__Set tasks__:
• 1. According to the passage about Brubeck Plays Brubeck, who designed the album cover?
• 2. Please retype the passage about Brubeck Plays Brubeck from "Brubeck Plays Brubeck" up to and including "original liner notes.".
• 3. Extend the passage about Brubeck Plays Brubeck by writing on from its final sentence.

__Source excerpt__:
%%
Brubeck Plays Brubeck is a jazz album by pianist Dave Brubeck. The cover features design by S. Neil Fujita.

The pieces 
All the following statements by Brubeck himself can be found in the original liner notes.

"The "compositions" in this album are not composed in the usual sense of the term. They are primarily sketches - a skeletal framework upon which improvise, to express a mood or emotion or stimulate musical ideas. These little offerings make no pretense as "composition", but at the same time I have tried to construct melody lines which have a certain value of their own, and above all to offer as "original"  something more unique than a new version of the blues."
"I am grateful for the challenge and the opportunity this solo album of "originals" has afforded me.  The challenge lay in improvising on new themes and new chord structures without the rehearsal experience of years of performance."
%%
__Given information__:
%%
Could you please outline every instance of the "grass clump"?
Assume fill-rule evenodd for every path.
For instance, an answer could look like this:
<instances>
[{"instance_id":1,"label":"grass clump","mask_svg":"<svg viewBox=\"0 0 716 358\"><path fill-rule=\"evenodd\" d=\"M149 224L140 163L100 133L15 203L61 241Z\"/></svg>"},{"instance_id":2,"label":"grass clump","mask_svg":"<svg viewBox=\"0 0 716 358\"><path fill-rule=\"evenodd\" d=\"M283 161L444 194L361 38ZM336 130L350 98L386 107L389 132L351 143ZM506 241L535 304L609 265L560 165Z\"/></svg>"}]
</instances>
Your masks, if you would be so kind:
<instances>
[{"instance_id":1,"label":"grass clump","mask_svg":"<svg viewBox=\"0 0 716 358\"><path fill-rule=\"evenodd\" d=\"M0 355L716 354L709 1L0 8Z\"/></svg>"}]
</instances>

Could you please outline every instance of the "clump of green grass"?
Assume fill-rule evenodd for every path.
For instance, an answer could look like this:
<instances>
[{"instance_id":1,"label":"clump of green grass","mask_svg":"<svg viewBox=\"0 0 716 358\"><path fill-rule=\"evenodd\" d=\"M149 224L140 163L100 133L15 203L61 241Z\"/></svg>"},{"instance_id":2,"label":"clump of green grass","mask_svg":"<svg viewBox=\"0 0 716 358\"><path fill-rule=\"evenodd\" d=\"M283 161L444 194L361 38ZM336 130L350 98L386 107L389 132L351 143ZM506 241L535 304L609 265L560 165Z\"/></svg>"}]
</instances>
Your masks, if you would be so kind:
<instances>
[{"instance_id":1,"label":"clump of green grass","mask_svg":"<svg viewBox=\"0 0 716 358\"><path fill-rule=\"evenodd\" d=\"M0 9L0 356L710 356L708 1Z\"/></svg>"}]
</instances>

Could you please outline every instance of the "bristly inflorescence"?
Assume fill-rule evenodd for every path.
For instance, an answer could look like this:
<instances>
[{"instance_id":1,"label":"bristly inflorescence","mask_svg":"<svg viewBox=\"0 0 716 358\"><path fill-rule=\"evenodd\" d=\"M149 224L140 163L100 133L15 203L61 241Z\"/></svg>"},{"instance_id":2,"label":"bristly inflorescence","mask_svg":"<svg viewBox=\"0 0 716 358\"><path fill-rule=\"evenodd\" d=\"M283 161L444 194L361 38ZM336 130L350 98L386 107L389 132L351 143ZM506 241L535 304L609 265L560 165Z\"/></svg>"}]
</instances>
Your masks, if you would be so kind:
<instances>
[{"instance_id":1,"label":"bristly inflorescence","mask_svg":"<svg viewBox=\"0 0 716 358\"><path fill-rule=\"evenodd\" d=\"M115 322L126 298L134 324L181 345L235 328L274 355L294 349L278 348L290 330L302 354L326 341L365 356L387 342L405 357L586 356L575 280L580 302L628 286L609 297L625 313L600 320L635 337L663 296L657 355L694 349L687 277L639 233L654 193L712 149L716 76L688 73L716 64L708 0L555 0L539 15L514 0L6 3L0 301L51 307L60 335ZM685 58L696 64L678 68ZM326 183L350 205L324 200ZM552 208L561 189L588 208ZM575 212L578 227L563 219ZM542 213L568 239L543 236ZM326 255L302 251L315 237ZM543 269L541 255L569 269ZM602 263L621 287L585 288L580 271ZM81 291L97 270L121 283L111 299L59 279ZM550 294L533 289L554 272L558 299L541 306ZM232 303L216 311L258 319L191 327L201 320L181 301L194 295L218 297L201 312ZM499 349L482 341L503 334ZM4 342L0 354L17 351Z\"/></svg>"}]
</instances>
%%
__Task-by-task answers__:
• 1. S. Neil Fujita

• 2.
Brubeck Plays Brubeck is a jazz album by pianist Dave Brubeck. The cover features design by S. Neil Fujita.

The pieces 
All the following statements by Brubeck himself can be found in the original liner notes.

• 3.
"Walkin' Line" 
""Walkin' Line" is named for the starkly etched bass, outlined with the melody in the first 8 bars. Gradually more voices are added in the right hand, while the left continues to play a walking bass.[...] For the improvised choruses, I employ a fuller harmonic approach."

"In Your Own Sweet Way" 
""In Your Own Sweet Way" contains three improvised choruses which to me are an example of the cohesiveness that can be obtained in improvisation."

"Two-Part Contention" 
""Two-Part Contention" is divided into three sections, marked by three tempo changes. The first is a medium tempo; the second, slow; and the last, a fast tempo. The written portion of this tune is heard in the opening 32 bars. These two melodic lines are repeated throughout the piece. In the second section, I introduced a pattern of answering the right hand with the left hand, abruptly changing the register of the piano. In the third section, I tried to improvise within the limitation of two lines in the first chorus."

"Weep No More" 
""Weep No More" was written in 1945. The only public performance has been in the ETO, arranged for big band and vocalist."

"The Duke" 
""The Duke" is a tribute to Duke Ellington, recorded with the quartet in a previous album. It is the only completely written, unimprovised piece in the album."

"When I Was Young" 
""When I Was Young" was originally written as a waltz in 1952."

"One Moment Worth Years"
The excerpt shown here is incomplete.